WHAT NEEDS TO BE DONE:
Reproduce every line of the listing below without altering a single character.

RECORDS FOR THIS TASK:

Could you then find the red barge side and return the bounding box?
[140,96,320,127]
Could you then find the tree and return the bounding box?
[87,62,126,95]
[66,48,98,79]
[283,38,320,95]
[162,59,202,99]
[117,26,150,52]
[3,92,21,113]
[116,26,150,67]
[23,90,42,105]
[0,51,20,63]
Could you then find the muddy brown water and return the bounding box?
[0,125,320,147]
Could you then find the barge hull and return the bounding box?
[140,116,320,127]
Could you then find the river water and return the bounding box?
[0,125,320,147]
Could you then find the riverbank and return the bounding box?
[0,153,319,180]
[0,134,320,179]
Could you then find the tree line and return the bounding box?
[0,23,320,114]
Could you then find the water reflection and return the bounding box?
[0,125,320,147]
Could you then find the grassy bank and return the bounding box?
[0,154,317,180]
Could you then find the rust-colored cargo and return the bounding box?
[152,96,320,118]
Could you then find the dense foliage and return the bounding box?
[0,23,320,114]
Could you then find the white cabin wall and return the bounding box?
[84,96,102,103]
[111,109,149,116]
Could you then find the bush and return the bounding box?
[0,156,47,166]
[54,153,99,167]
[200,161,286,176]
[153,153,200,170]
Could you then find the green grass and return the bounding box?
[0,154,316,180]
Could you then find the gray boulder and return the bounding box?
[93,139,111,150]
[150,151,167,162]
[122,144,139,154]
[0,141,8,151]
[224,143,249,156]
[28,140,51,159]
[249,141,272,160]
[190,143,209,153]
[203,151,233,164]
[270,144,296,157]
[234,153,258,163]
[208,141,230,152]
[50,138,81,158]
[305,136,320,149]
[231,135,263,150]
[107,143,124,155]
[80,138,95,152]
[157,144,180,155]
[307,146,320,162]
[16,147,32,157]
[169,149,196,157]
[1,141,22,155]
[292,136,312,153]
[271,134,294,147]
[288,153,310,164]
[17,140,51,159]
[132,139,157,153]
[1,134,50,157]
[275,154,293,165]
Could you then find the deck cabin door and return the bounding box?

ANSWER TO THE EXERCISE:
Could you then find the red barge side and return the bounding box?
[140,96,320,127]
Could you then find the tree and return the bounding box?
[87,62,126,95]
[66,48,98,79]
[283,38,320,95]
[162,59,202,99]
[117,26,150,52]
[3,92,21,113]
[116,26,150,67]
[23,90,42,105]
[0,51,20,63]
Could you then find the muddy brown water and return the bounding box?
[0,125,320,147]
Could you then find the barge hull and return the bounding box?
[140,116,320,127]
Could you then find the river water and return the bounding box?
[0,125,320,147]
Could you then find the riverbank and return the bounding box?
[0,153,319,180]
[0,134,320,179]
Could you then find the tree line and return the bounding box?
[0,23,320,114]
Could you then find the water reflection and return the bounding box?
[0,125,320,147]
Could you then find the grassy bank and return the bounding box?
[0,154,317,180]
Could you then find the rust-colored cargo and return the bounding box?
[152,96,320,118]
Could you then find the dense foliage and return the bounding box?
[0,23,320,114]
Could you then find the white cabin wall and return the bounding box?
[84,96,102,103]
[111,109,149,116]
Could you then find the bush and return the bounding box?
[0,156,47,166]
[54,153,99,167]
[200,161,286,176]
[153,153,200,170]
Could you then find the green grass and return the bounding box?
[0,154,316,180]
Could you then find the gray boulder and return the bounding box?
[93,139,111,150]
[150,151,167,162]
[122,144,139,154]
[0,141,8,151]
[224,143,249,156]
[28,140,51,159]
[249,141,272,160]
[190,143,209,153]
[203,151,233,164]
[270,144,296,157]
[234,153,258,163]
[208,141,230,152]
[50,138,81,158]
[305,136,320,149]
[231,135,263,150]
[107,143,124,155]
[80,138,95,152]
[157,144,180,155]
[307,146,320,162]
[16,147,32,157]
[169,149,196,157]
[1,141,22,155]
[292,136,312,153]
[271,134,294,147]
[288,153,310,164]
[17,140,51,159]
[132,139,157,153]
[1,134,50,157]
[275,154,293,165]
Could you then find the deck cabin door and return the bounding box?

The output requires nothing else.